▼

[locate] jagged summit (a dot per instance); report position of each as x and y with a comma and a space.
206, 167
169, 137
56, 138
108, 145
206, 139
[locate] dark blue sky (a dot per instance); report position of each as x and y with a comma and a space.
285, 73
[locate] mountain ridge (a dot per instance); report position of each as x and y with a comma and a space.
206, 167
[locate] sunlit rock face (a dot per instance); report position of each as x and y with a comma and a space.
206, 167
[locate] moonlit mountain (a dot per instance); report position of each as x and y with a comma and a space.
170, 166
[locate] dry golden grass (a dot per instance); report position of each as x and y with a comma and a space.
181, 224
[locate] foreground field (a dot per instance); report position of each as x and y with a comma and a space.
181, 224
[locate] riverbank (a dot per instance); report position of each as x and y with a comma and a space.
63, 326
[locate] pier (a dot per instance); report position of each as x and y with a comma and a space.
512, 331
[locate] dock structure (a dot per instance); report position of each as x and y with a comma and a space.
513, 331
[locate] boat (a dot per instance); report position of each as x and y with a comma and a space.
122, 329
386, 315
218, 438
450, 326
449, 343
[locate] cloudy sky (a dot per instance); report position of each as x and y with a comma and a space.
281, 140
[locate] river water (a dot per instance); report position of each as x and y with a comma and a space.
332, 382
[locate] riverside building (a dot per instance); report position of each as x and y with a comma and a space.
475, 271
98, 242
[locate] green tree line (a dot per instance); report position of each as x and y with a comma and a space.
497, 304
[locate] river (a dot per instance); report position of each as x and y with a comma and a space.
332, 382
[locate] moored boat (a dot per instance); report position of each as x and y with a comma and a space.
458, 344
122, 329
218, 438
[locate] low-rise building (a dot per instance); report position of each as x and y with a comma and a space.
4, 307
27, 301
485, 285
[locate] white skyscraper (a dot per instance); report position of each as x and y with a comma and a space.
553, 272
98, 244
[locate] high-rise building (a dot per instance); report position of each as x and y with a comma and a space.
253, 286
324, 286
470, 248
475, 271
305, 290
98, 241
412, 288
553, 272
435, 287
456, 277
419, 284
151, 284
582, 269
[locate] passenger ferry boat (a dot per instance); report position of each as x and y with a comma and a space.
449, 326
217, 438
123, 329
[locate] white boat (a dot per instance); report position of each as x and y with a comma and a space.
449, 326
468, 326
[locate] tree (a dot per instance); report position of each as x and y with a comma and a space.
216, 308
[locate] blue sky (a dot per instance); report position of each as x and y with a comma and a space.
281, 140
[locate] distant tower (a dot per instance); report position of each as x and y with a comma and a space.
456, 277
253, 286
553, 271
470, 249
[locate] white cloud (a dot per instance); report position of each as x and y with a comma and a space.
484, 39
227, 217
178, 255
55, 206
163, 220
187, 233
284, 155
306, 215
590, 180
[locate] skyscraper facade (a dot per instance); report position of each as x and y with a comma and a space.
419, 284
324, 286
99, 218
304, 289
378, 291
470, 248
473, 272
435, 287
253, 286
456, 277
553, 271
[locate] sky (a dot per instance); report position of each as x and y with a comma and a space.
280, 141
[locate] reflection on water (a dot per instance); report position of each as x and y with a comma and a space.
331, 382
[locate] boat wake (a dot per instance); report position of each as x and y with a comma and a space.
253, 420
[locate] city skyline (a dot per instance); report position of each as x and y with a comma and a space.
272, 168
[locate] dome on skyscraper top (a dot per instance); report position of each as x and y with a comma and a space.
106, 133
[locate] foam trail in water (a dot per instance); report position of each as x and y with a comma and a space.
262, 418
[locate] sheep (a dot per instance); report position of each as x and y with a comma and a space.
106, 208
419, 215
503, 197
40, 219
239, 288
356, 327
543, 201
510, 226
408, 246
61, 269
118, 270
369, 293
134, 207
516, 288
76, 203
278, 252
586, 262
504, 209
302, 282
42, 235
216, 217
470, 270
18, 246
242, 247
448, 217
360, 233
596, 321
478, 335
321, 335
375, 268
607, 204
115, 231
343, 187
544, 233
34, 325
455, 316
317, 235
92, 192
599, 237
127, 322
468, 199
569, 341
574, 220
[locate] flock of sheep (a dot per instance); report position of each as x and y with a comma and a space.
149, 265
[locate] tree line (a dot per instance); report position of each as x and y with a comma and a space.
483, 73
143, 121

▲

Your reply should hold all the entries, each repeated without a single change.

▸ Your response:
[locate] jagged summit (a dot per instance); report position of each as x and y with a comma and a space.
206, 167
169, 137
56, 138
108, 145
206, 139
[locate] dark blue sky (a dot per instance); report position of each as x and y with a comma and a space.
285, 73
[locate] mountain ridge (a dot per instance); report position of each as x and y with a comma and a space.
206, 167
[locate] sunlit rock face (a dot per instance); report position of each as x and y with a comma and a space.
206, 167
[locate] moonlit mountain (a dot per instance); report position of each as x and y with a comma and a space.
170, 166
[locate] dry golden grass (a dot per instance); report position of each as x and y with a comma and a space.
181, 224
[locate] foreground field (a dot per instance); report position of each as x and y with a comma and a space.
181, 224
[locate] riverbank (a dot per instance); report position of each as x and y with a comma and a space.
63, 326
[locate] pier (a dot per instance); report position of each as x and y with a comma and a space.
512, 331
[locate] dock structure (a dot per instance); report position of each as x and y with a comma and a space.
513, 331
[locate] boat (a dot per instance); report position of each as x and y with a comma and a space.
122, 329
386, 315
218, 438
450, 326
449, 343
[locate] cloudy sky (a dot per instance); report position of each as x and y with a comma and a space.
281, 140
[locate] river water (a dot per instance); report position of each as x and y with a comma and a space.
332, 382
[locate] riverside building (a dot per instance); report position of each as x and y with a comma and a space.
475, 271
98, 242
[locate] green tree line (a dot per instance); report position of each as x and y with a comma and a space.
497, 304
[locate] river (a dot per instance); report position of each as x and y with a comma and a space.
332, 382
[locate] moored boat (a dot per instance); report position of each as x and y with a comma and a space.
458, 344
122, 329
218, 438
[locate] low-rise building (a dot per instance); report position of each as x and y with a comma and a space.
4, 307
27, 301
485, 285
[locate] white skyscraper (a dot per instance); report position of each as x and y with a comma and a space.
553, 272
98, 244
[locate] high-rise building (a dot per instance); report position of each as x and y with a comma and a space.
253, 286
324, 286
470, 248
475, 271
305, 290
98, 241
412, 288
553, 272
435, 287
456, 277
419, 284
151, 284
582, 269
[locate] passenger ferry boat (a dot per instance); report position of each as x and y with a comma and a space.
449, 326
217, 438
123, 329
[locate] white boat (a dot per instance); report position of each as x and y with a comma and a space.
449, 326
468, 326
[locate] tree (a dot per instance); report position of each as x and y with a comma and a space.
216, 308
[locate] blue sky (a dot per instance); report position of each as x and y with a comma and a space.
281, 140
[locate] distant tower (a dot per instance); report position of each as x and y with a comma and a space.
456, 277
253, 286
553, 271
470, 249
[locate] white cloud (a dot per instance); report position of each as x and y with a comma and a space.
484, 39
227, 217
178, 255
55, 206
163, 220
187, 233
284, 155
306, 215
590, 180
[locate] skyscraper facade (a dot per instance); report position of each as x and y with a comma and a space.
419, 284
324, 286
99, 218
304, 289
378, 291
470, 248
473, 272
435, 287
253, 286
456, 277
553, 271
[locate] sky (a dot per instance); report position of each as x and y with a comma and a space.
280, 141
[locate] reflection on water (a dot per instance); report position of each as x and y with a comma and a space.
331, 382
[locate] boat wake (a dot per instance); report position of each as x and y with a comma and a space.
253, 420
[locate] city skyline (a dot per instance); report position of each as x and y with a comma and a space.
272, 168
[locate] dome on skyscraper top (a dot per instance); report position of each as x and y with a comma and a space.
106, 133
[locate] foam trail in water (a dot per instance); report position of each as x and y with a comma and a space.
262, 418
[locate] sheep (a dot per instance); report position of each as x and y with a comma and a space.
106, 208
419, 215
503, 197
40, 219
239, 288
356, 327
543, 201
510, 226
408, 246
61, 269
118, 270
369, 293
134, 207
516, 288
76, 203
278, 252
586, 262
504, 209
302, 282
42, 235
216, 217
470, 270
18, 246
242, 247
448, 217
360, 233
596, 321
478, 335
321, 335
375, 268
607, 204
115, 231
343, 187
544, 233
34, 325
455, 316
317, 235
92, 192
599, 237
127, 322
468, 199
569, 341
574, 220
[locate] flock of sheep (a dot per instance); report position of each as x and y with a comma and a space.
149, 265
[locate] tree line (a dot per instance); report position of each as x and y with a comma and a space.
483, 73
143, 121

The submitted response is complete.